Regarding claim 18, Glesinger as modified by Crabtree, Tran and Chen teaches wherein: the input information comprises: neural network architecture input information corresponding to a first neural network architecture; and natural language architecture input information comprising a textual description; and the inference information comprises neural network architecture information corresponding to a neural network architecture semantically similar to the first neural network architecture in relation to the textual description ([0168] wherein Glesinger transforms relationships between objects to numerical values wherein semantic chains are converted to numeric-based representations by a vector embedding process such as a process that applies trained neural networks (e.g., Large Language Models or LLMs) and OTAVs are then generated by comparing the resulting vectors to the vectors generated by a similar vector embedding process applied to topics, the comparison being performed by the application of vector similarity evaluation methods such as cosine similarity).
Claim 19 is similar in scope to claim 1 therefore the claim is rejected under similar rationale.
Claim 20 is similar in scope to claim 1 therefore the claim is rejected under similar rationale.
Conclusion
THIS ACTION IS MADE FINAL. Applicant is reminded of the extension of time policy as set forth in 37 CFR 1.136(a).

▶ _Record set_

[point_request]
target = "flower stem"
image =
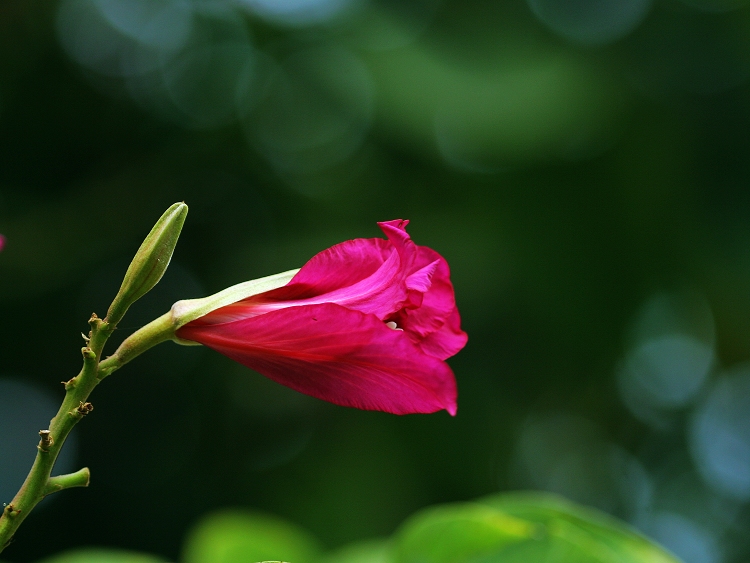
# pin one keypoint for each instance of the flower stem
(75, 406)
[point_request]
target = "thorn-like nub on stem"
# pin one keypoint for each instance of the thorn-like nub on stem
(46, 441)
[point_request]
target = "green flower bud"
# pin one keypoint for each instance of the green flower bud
(150, 261)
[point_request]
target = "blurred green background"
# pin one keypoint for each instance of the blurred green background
(583, 166)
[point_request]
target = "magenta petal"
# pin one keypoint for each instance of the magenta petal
(447, 341)
(340, 266)
(438, 301)
(338, 355)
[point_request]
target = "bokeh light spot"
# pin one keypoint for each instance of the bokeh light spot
(591, 22)
(689, 541)
(720, 435)
(316, 111)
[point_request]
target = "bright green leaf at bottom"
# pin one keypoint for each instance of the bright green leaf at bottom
(242, 537)
(459, 533)
(371, 551)
(521, 528)
(582, 534)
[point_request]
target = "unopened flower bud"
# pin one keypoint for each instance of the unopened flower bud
(150, 261)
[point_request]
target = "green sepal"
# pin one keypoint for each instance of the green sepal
(150, 262)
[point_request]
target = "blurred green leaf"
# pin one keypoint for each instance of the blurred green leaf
(583, 533)
(458, 533)
(370, 551)
(519, 528)
(102, 556)
(239, 537)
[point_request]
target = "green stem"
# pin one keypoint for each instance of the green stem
(75, 406)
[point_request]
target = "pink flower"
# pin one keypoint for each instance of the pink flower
(367, 323)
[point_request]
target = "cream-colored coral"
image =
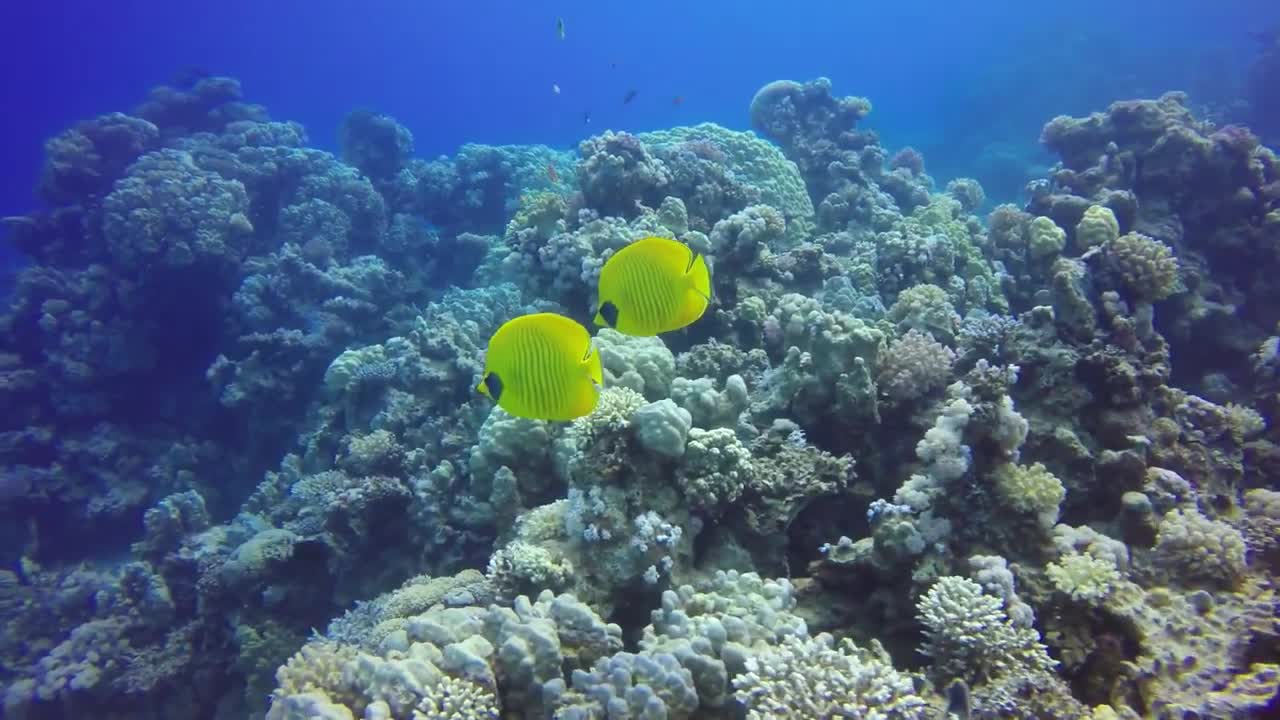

▶ _What is needed_
Set down, word for word, the stretch of the office action excerpt from "Claim 19 is" through "37 CFR 1.136(a).".

▶ _Solution to this task_
Claim 19 is similar in scope to claim 1 therefore the claim is rejected under similar rationale.
Claim 20 is similar in scope to claim 1 therefore the claim is rejected under similar rationale.
Conclusion
THIS ACTION IS MADE FINAL. Applicant is reminded of the extension of time policy as set forth in 37 CFR 1.136(a).